[Start Extract provided]

The devices which allow us to peer into and sail the etheric sea of data which surrounds us, these are the important toys. It’s already become an accepted fact that a man leaves the house with three things in his possession: his wallet, his keys, and his mobile. I have a particular pat-down I practice as the door to my flat closes behind me, a ritual of reassurance that tells me that yes, I am truly ready for the world. This behavioral transformation was already well underway when I first visited Sydney in 1997, and learned, from my friends’ actions, that mobile phones acted as a social lubricant. Dates could be made, rescheduled, or broken on the fly, effortlessly, without the painful social costs associated with standing someone up.

This was not a unique moment; it was simply the first in an ever-increasing series of transformations of human behavior, as the social accelerator of continuous communication became a broadly-accepted feature of civilization. The transition to frictionless social intercourse was quickly followed by a series of innovations which removed much of the friction from business and government. As individuals we must work with institutions and bureaucracies, but we have more ways to reach into them – and they, into us – than ever before. Businesses, in particular, realized that they could achieve both productivity gains and cost savings by leveraging the new facilities of communication. This relationship between commerce and the consumer produced an accelerating set of feedbacks which translated the very physical world of commerce into an enormous virtual edifice, one which sought every possible advantage of virtualization, striving to reach its customers through every conceivable mechanism.

[End Extract provided]

• What you should do:
Transcribe the part of the passage on mobile phones and continuous communication starting at "The devices which" and ending at "standing someone up.".

[Start Record list]

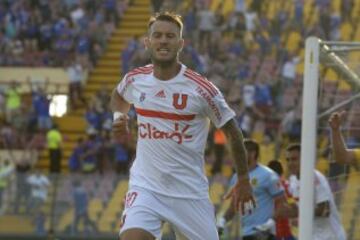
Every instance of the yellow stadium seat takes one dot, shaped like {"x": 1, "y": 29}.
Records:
{"x": 228, "y": 7}
{"x": 344, "y": 86}
{"x": 293, "y": 41}
{"x": 226, "y": 171}
{"x": 214, "y": 5}
{"x": 66, "y": 219}
{"x": 346, "y": 31}
{"x": 257, "y": 136}
{"x": 331, "y": 74}
{"x": 336, "y": 6}
{"x": 267, "y": 153}
{"x": 323, "y": 165}
{"x": 216, "y": 192}
{"x": 95, "y": 206}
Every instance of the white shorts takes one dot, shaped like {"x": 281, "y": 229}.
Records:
{"x": 191, "y": 219}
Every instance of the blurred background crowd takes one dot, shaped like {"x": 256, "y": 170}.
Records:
{"x": 253, "y": 51}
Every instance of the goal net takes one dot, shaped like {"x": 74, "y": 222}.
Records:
{"x": 331, "y": 83}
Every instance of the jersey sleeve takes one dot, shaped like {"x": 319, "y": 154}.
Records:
{"x": 357, "y": 156}
{"x": 217, "y": 109}
{"x": 321, "y": 190}
{"x": 274, "y": 186}
{"x": 125, "y": 88}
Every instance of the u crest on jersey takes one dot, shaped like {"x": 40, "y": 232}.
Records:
{"x": 176, "y": 100}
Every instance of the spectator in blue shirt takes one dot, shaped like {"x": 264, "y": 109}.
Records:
{"x": 270, "y": 200}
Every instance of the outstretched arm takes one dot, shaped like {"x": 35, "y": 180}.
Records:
{"x": 341, "y": 153}
{"x": 241, "y": 192}
{"x": 120, "y": 108}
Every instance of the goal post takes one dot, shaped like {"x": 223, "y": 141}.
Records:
{"x": 317, "y": 52}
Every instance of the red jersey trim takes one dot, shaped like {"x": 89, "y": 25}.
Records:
{"x": 141, "y": 70}
{"x": 164, "y": 115}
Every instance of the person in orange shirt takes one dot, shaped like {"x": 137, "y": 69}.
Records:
{"x": 342, "y": 154}
{"x": 283, "y": 229}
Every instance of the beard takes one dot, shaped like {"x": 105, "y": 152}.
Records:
{"x": 163, "y": 63}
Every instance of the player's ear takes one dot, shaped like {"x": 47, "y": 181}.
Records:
{"x": 146, "y": 42}
{"x": 181, "y": 44}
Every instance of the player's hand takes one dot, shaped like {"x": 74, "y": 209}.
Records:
{"x": 220, "y": 225}
{"x": 267, "y": 226}
{"x": 242, "y": 196}
{"x": 120, "y": 126}
{"x": 336, "y": 119}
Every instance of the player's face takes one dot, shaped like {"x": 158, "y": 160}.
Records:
{"x": 293, "y": 161}
{"x": 164, "y": 42}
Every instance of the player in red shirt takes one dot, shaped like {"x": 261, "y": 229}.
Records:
{"x": 283, "y": 229}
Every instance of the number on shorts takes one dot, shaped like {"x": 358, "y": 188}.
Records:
{"x": 130, "y": 199}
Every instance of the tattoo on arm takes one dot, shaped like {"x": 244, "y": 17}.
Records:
{"x": 236, "y": 138}
{"x": 322, "y": 209}
{"x": 230, "y": 212}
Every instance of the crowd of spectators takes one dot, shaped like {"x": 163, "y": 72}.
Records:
{"x": 48, "y": 33}
{"x": 245, "y": 53}
{"x": 242, "y": 51}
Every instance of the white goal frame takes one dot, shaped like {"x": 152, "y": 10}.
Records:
{"x": 315, "y": 50}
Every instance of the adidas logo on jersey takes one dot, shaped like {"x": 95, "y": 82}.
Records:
{"x": 161, "y": 94}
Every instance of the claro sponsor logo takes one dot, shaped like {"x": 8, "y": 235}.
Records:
{"x": 148, "y": 131}
{"x": 210, "y": 102}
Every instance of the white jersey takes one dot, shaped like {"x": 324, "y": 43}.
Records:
{"x": 173, "y": 123}
{"x": 328, "y": 228}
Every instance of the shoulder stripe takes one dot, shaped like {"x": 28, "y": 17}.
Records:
{"x": 133, "y": 73}
{"x": 164, "y": 115}
{"x": 198, "y": 82}
{"x": 204, "y": 80}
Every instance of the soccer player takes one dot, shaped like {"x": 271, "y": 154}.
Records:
{"x": 174, "y": 106}
{"x": 327, "y": 225}
{"x": 342, "y": 155}
{"x": 283, "y": 229}
{"x": 270, "y": 200}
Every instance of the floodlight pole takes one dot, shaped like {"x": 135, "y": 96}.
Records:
{"x": 308, "y": 138}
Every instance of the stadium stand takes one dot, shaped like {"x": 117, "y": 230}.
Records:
{"x": 273, "y": 34}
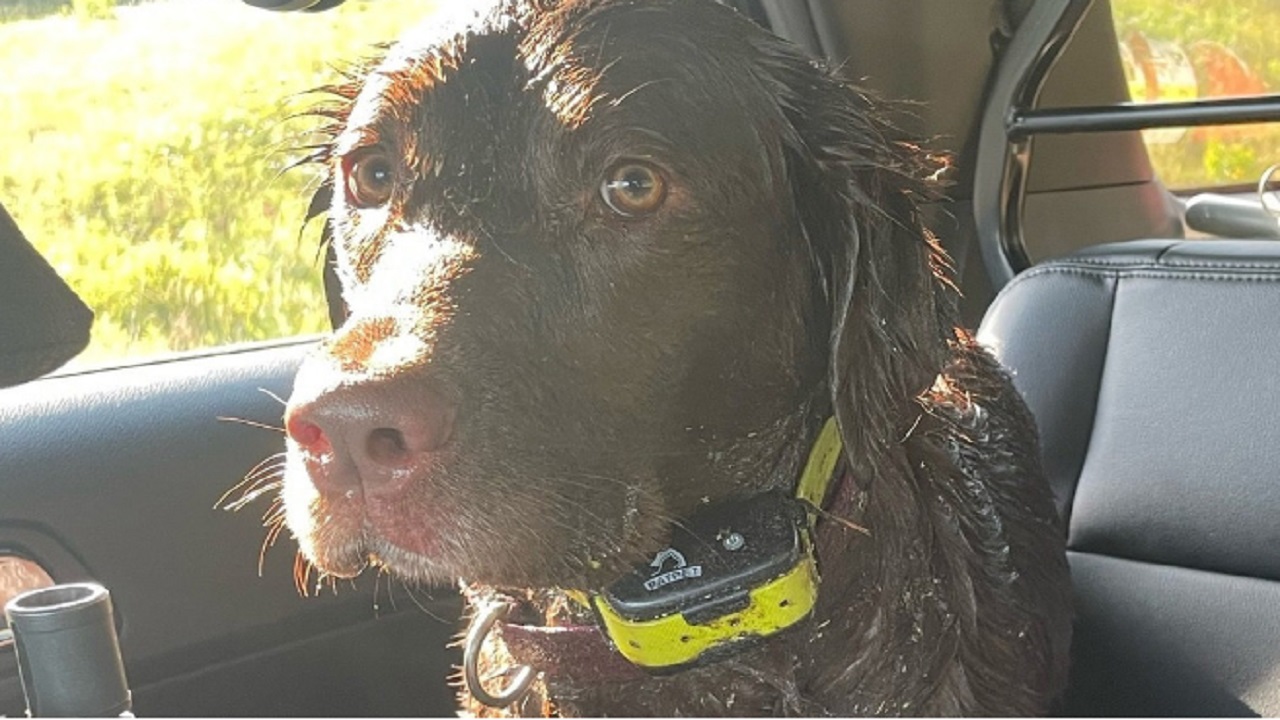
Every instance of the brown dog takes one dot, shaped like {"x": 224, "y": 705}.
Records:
{"x": 608, "y": 261}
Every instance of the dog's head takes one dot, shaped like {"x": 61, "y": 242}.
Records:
{"x": 604, "y": 260}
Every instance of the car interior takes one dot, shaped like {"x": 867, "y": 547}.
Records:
{"x": 1132, "y": 318}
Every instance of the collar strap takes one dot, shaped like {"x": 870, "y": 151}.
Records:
{"x": 584, "y": 654}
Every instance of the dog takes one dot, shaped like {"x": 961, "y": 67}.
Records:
{"x": 606, "y": 263}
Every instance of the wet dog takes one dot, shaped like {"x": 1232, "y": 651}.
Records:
{"x": 608, "y": 261}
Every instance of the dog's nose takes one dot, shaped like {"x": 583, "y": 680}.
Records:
{"x": 378, "y": 434}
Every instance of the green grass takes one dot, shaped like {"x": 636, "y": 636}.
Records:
{"x": 144, "y": 147}
{"x": 1249, "y": 28}
{"x": 144, "y": 156}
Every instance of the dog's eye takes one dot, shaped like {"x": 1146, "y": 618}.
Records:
{"x": 370, "y": 177}
{"x": 634, "y": 188}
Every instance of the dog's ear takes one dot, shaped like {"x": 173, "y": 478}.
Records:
{"x": 885, "y": 281}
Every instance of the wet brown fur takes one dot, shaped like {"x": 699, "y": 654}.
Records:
{"x": 612, "y": 374}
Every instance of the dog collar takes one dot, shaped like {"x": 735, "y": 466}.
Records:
{"x": 734, "y": 574}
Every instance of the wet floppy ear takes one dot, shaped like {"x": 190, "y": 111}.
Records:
{"x": 886, "y": 281}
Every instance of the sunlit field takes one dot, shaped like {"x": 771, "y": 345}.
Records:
{"x": 144, "y": 147}
{"x": 1228, "y": 48}
{"x": 144, "y": 155}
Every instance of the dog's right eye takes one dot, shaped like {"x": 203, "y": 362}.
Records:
{"x": 370, "y": 177}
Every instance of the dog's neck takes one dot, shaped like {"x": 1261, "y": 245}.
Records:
{"x": 558, "y": 636}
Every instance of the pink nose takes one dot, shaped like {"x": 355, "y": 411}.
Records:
{"x": 376, "y": 434}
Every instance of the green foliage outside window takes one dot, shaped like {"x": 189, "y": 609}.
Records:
{"x": 1216, "y": 37}
{"x": 144, "y": 154}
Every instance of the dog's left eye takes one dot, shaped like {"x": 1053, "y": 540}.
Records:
{"x": 634, "y": 188}
{"x": 370, "y": 177}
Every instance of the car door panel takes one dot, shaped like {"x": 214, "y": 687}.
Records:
{"x": 113, "y": 475}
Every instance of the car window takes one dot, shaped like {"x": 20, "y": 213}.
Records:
{"x": 144, "y": 151}
{"x": 1178, "y": 50}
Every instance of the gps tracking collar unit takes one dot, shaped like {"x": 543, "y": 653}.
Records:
{"x": 735, "y": 573}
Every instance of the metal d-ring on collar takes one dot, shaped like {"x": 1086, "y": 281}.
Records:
{"x": 476, "y": 634}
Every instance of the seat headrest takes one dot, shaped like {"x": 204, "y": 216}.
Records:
{"x": 1153, "y": 372}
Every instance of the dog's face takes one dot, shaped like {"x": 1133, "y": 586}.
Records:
{"x": 584, "y": 295}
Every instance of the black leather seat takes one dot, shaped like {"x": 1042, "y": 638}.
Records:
{"x": 1153, "y": 370}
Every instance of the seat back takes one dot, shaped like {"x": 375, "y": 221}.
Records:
{"x": 1153, "y": 372}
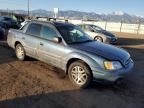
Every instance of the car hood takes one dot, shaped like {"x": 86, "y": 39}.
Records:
{"x": 106, "y": 51}
{"x": 107, "y": 33}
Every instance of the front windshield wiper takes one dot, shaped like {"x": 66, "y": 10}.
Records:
{"x": 78, "y": 42}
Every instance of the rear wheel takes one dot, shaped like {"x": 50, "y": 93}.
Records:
{"x": 98, "y": 38}
{"x": 79, "y": 74}
{"x": 20, "y": 52}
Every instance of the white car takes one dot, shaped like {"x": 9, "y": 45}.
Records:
{"x": 99, "y": 34}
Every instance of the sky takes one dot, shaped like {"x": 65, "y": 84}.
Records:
{"x": 134, "y": 7}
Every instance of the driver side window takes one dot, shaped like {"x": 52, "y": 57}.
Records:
{"x": 48, "y": 33}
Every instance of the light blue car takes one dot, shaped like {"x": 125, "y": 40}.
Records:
{"x": 67, "y": 47}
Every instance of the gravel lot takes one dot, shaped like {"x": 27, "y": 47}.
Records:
{"x": 33, "y": 84}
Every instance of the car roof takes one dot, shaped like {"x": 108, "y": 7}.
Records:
{"x": 54, "y": 23}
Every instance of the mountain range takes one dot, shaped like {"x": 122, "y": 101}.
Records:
{"x": 116, "y": 16}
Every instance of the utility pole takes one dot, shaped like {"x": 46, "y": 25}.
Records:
{"x": 28, "y": 8}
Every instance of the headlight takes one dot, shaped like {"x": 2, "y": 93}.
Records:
{"x": 114, "y": 65}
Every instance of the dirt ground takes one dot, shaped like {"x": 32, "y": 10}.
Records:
{"x": 33, "y": 84}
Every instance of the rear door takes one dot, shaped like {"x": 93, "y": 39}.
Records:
{"x": 30, "y": 39}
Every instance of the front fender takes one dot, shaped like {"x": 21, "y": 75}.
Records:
{"x": 88, "y": 59}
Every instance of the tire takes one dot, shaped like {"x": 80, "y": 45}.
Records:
{"x": 20, "y": 52}
{"x": 98, "y": 38}
{"x": 79, "y": 74}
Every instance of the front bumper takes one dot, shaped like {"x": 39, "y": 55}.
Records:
{"x": 113, "y": 75}
{"x": 113, "y": 40}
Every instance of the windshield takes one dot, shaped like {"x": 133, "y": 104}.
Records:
{"x": 97, "y": 28}
{"x": 73, "y": 34}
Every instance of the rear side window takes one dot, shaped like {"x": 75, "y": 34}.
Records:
{"x": 48, "y": 33}
{"x": 34, "y": 29}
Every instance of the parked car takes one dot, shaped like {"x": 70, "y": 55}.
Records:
{"x": 9, "y": 22}
{"x": 67, "y": 46}
{"x": 99, "y": 34}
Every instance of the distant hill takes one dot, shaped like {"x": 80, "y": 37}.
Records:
{"x": 114, "y": 17}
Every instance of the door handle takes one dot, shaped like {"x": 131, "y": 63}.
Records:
{"x": 41, "y": 44}
{"x": 23, "y": 38}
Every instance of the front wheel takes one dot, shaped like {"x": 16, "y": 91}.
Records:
{"x": 79, "y": 74}
{"x": 20, "y": 52}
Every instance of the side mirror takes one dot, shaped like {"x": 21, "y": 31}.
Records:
{"x": 92, "y": 30}
{"x": 57, "y": 39}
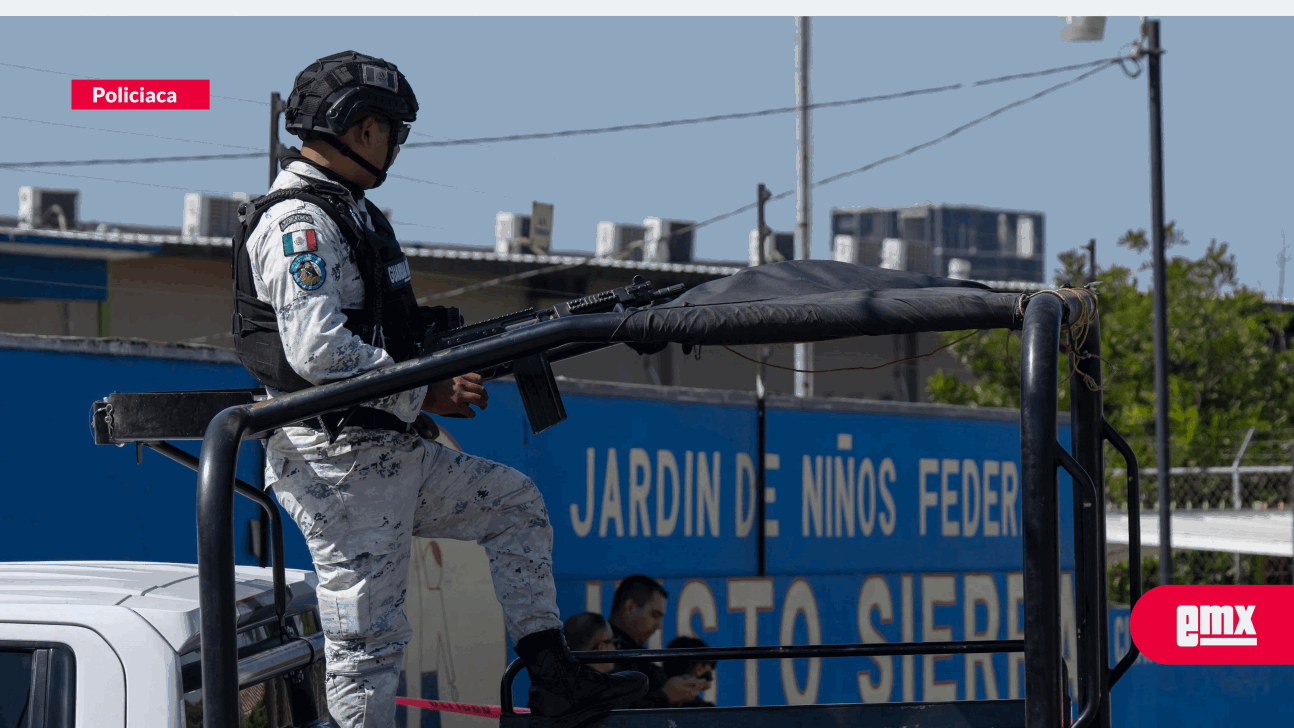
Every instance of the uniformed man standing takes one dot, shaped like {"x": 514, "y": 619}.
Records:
{"x": 322, "y": 294}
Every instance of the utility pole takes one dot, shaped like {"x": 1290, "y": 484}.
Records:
{"x": 761, "y": 197}
{"x": 276, "y": 150}
{"x": 1161, "y": 304}
{"x": 1280, "y": 263}
{"x": 804, "y": 352}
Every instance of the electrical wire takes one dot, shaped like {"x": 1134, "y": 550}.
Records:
{"x": 136, "y": 160}
{"x": 907, "y": 151}
{"x": 93, "y": 78}
{"x": 586, "y": 131}
{"x": 120, "y": 132}
{"x": 109, "y": 180}
{"x": 998, "y": 111}
{"x": 679, "y": 122}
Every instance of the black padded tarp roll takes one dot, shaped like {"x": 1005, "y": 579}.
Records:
{"x": 817, "y": 300}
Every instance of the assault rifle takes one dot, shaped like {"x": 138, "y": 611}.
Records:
{"x": 533, "y": 374}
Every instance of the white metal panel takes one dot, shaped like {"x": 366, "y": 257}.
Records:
{"x": 1239, "y": 532}
{"x": 100, "y": 674}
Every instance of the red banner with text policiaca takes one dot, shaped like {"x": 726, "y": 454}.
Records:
{"x": 149, "y": 95}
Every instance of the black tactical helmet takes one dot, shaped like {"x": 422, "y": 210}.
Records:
{"x": 333, "y": 92}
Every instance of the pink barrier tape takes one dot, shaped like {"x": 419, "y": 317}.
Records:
{"x": 482, "y": 710}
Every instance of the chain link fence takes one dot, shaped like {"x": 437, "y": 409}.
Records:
{"x": 1257, "y": 475}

[End Record list]

• Task solution:
The devices which allow us to peer into and sail the etheric sea of data which surrounds us, these are the important toys. It’s already become an accepted fact that a man leaves the house with three things in his possession: his wallet, his keys, and his mobile. I have a particular pat-down I practice as the door to my flat closes behind me, a ritual of reassurance that tells me that yes, I am truly ready for the world. This behavioral transformation was already well underway when I first visited Sydney in 1997, and learned, from my friends’ actions, that mobile phones acted as a social lubricant. Dates could be made, rescheduled, or broken on the fly, effortlessly, without the painful social costs associated with standing someone up.